*EXTRACT*.
++++++++++++++++++++

BRIEF DESCRIPTION OF THE DRAWINGS
[0014] FIG. 1. describes a wireless lighting system as per one
embodiment of the present invention
[0015] FIG. 2. describes a block diagram of a sensor device and a
block diagram of lighting clients as per one embodiment of the
present invention.
[0016] FIG. 3. describes a block diagram of a lighting client as
per one embodiment of the present invention.
[0017] FIG. 4. illustrates the operation waveforms of a lighting
client as per one embodiment of the present invention.
[0018] FIG. 5. illustrates the operating characteristics of a
lighting client as per one embodiment of the present invention.
[0019] FIG. 6. describes a lighting client as per one embodiment of
the present invention.
DETAILED DESCRIPTION OF THE DRAWINGS
[0020] In the following description, reference is made to the
accompanying drawings which form a part hereof, and which is shown,
by way of illustration, several embodiments of the present
invention. It is understood that other embodiments may be utilized
and structural changes may be made without departing from the scope
of the present invention.
[0021] In general, the object of the present invention is to
provide methods and apparatus of a lighting system capable of
controlling a plurality of lighting clients. The end user
determines the operational characteristics of individual lighting
clients. The lighting system also contains sensor devices, which
monitor and detect movement in a specified zone, resulting in an
actionable event. When a sensor device detects an actionable event,
the lighting clients are notified via wireless communications. Once
notified that an actionable event has occurred, each lighting
client takes the appropriate action based on the configuration
options chosen by the end user.

++++++++++++++++++++

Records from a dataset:
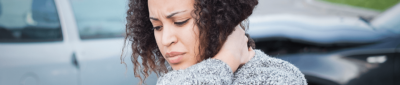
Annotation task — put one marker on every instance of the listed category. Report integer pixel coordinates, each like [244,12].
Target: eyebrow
[169,16]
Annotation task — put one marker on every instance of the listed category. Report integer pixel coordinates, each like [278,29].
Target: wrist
[228,58]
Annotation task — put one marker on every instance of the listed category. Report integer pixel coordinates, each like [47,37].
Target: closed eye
[157,28]
[181,23]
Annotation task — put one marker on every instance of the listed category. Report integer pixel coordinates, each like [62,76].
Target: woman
[202,40]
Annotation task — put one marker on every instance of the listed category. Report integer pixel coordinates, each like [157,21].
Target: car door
[33,45]
[101,25]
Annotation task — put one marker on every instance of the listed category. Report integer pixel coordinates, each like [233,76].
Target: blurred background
[79,42]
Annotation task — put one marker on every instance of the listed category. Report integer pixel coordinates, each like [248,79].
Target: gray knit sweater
[260,70]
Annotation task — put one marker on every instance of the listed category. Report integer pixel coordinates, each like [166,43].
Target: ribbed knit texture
[260,70]
[265,70]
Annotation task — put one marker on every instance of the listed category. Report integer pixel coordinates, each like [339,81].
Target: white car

++++++++++++++++++++

*DIRECTIVE*. Carry on the wireless lighting patent text from the point where it stops. These lines have nothing to do with the wireless lighting text.

*WRITTEN REPLY*.
[0022] FIG. 1 shows the system level components of the present
invention. Lighting system 100 consists of two major elements,
sensor device 101 and lighting client 102. Lighting system 100 may
consist of one or more sensor devices and one or more lighting
clients. Sensor device 101 is generally responsible to monitor a
specific zone for an actionable event. This may include, but not
limited to the detection of movement via a motion detection sensor.
Once sensor device has detected an actionable event has been
detected, and actionable event message 104 is transmitted from
sensor device 101 and received by lighting client 102. Lighting
client 102 is coupled to the AC mains via lighting fixture 106.
Although lighting fixture 106 may contain an ON/OFF switch, it is
typically left in the ON position, allowing lighting client 102 to
have a direct connection to the AC mains. Lighting client 102
interfaces with lighting fixture 106 via a standard male screw
base, such as a standard Edison E27 mm male adapter. Lighting
client 102 is also coupled to bulb 105. Lighting client 102
provides operating voltage to a standard bulb via a female screw
receptacle such as a standard Edison E27 mm female adapter.
Examples of bulb types include incandescent, LED-based, and compact
fluorescent bulbs. Lighting client 102 controls the light output
intensity of bulb 105 by controlling the AC input voltage input to
bulb 105. The operating characteristics of bulb 105 is based on
receiving actionable event message 104 is determined by the end
user using setting controls 103. The end user can individually set
the operating characteristics of each lighting client in lighting
system 100.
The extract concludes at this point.